■ EXERCISE PROMPT ■
Each entry below must appear in the answer exactly as written.

■ Records from a data collection ■
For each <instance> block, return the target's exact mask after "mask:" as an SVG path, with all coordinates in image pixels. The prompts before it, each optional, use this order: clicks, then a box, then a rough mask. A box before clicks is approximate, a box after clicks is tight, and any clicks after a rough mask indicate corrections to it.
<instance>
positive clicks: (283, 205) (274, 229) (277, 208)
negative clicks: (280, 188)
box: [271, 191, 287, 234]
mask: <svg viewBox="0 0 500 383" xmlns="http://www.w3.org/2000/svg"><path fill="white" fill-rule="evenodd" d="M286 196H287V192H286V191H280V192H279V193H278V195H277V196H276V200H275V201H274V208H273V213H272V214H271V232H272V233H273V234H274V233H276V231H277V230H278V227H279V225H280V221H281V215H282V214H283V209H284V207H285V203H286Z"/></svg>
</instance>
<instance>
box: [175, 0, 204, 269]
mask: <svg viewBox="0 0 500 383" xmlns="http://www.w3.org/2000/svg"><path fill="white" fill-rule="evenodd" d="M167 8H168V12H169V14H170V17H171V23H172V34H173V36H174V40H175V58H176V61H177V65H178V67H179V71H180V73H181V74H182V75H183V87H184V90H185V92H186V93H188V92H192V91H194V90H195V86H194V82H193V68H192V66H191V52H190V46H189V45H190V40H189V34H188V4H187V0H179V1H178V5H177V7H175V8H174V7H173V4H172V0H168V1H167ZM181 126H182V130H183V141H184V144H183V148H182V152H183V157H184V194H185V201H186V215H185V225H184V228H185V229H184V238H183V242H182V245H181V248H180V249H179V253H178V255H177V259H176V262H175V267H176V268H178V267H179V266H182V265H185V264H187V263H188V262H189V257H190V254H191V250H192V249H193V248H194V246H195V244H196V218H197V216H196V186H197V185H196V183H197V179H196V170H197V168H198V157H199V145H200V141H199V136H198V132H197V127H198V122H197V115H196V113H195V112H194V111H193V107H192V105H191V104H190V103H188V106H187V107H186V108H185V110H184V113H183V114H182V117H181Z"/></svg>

■ THE COMPLETED TASK ■
For each <instance> block, return the target's exact mask after "mask:" as an SVG path, with all coordinates in image pixels. The prompts before it, each optional, use this order: clicks, then a box, then a rough mask. A box before clicks is approximate, a box after clicks is tight, and any clicks after a rough mask indicate corrections to it.
<instance>
positive clicks: (283, 205) (274, 229) (277, 208)
negative clicks: (280, 188)
box: [271, 191, 287, 234]
mask: <svg viewBox="0 0 500 383" xmlns="http://www.w3.org/2000/svg"><path fill="white" fill-rule="evenodd" d="M286 196H287V192H286V191H280V192H279V193H278V195H277V196H276V200H275V201H274V208H273V213H272V214H271V232H272V233H273V234H274V233H276V231H277V230H278V227H279V225H280V221H281V215H282V214H283V209H284V207H285V203H286Z"/></svg>
</instance>
<instance>
box: [175, 0, 204, 269]
mask: <svg viewBox="0 0 500 383" xmlns="http://www.w3.org/2000/svg"><path fill="white" fill-rule="evenodd" d="M167 8H168V12H169V14H170V17H171V23H172V34H173V36H174V40H175V58H176V61H177V65H178V67H179V71H180V73H181V74H182V75H183V87H184V90H185V92H186V93H188V92H192V91H194V90H195V86H194V82H193V68H192V66H191V52H190V46H189V45H190V40H189V34H188V4H187V0H179V1H178V5H177V7H175V8H174V7H173V4H172V0H168V1H167ZM181 126H182V130H183V141H184V144H183V148H182V152H183V157H184V194H185V201H186V215H185V225H184V228H185V229H184V238H183V242H182V245H181V248H180V249H179V253H178V255H177V259H176V262H175V267H176V268H178V267H179V266H182V265H185V264H187V263H188V262H189V257H190V254H191V250H192V249H193V248H194V246H195V244H196V218H197V216H196V186H197V185H196V183H197V179H196V170H197V168H198V157H199V145H200V141H199V136H198V132H197V127H198V122H197V115H196V113H195V112H194V111H193V107H192V105H191V104H190V103H188V106H187V107H186V108H185V110H184V113H183V114H182V117H181Z"/></svg>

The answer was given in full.